**Passage given:**

BRIEF DESCRIPTION OF THE DRAWINGS
[0027] The foregoing and other objects, features and advantages of
the invention will be apparent from the more particular description
of preferred aspects of the invention, as illustrated in the
accompanying drawings in which like reference characters refer to
the same parts throughout the different views.
[0028] The drawings are not necessarily to scale, emphasis instead
being placed upon illustrating the principles of the invention.
[0029] FIG. 1 is a cross-sectional view of a burn-in test
apparatus.
[0030] FIG. 2 is a perspective view of a test socket according to
the present invention.
[0031] FIG. 3 is a top plan view of the test socket of FIG. 2.
[0032] FIG. 4 is a cross-sectional view taken along a line I-I' of
FIG. 2.

**Dataset section:**
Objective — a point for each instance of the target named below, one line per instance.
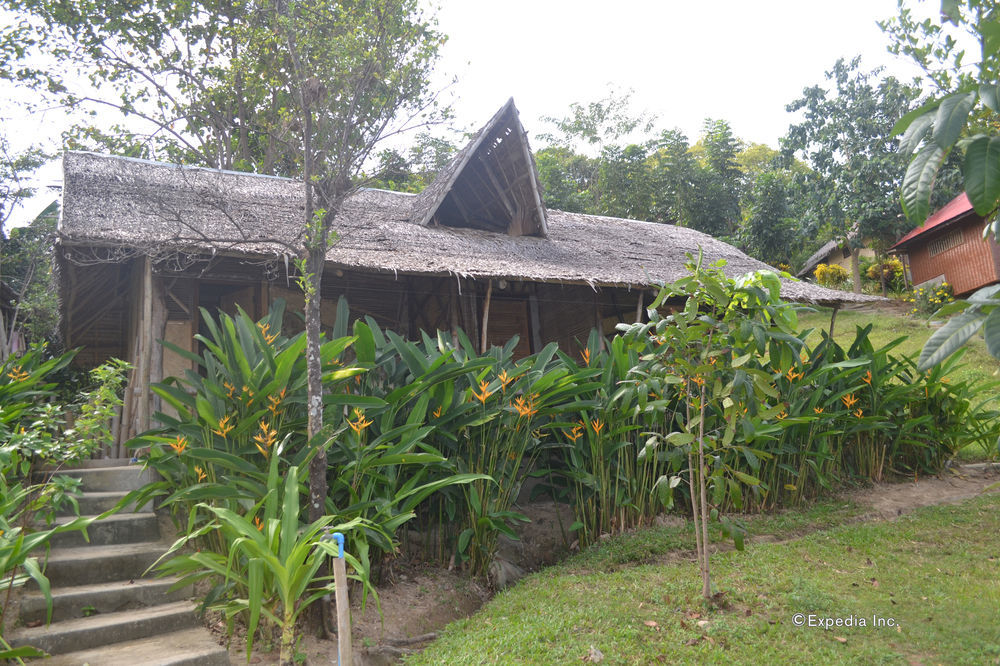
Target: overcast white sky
(732, 59)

**Tasks for this exercise:**
1. Answer these questions about the drawing descriptions, one answer per line:
(a) What do like reference characters refer to?
(b) What kind of view does FIG. 3 show?
(c) Along which line is the cross-section in FIG. 4 taken?
2. Rename "perspective view" as "exploded view" and reproduce the stretch of the drawing descriptions from "[0029] FIG. 1" through "the present invention." with that change.

**Solutions for each task:**
1.
(a) The same parts throughout the different views.
(b) A top plan view of the test socket of FIG. 2.
(c) Line I-I' of FIG. 2.

2.
[0029] FIG. 1 is a cross-sectional view of a burn-in test
apparatus.
[0030] FIG. 2 is a exploded view of a test socket according to
the present invention.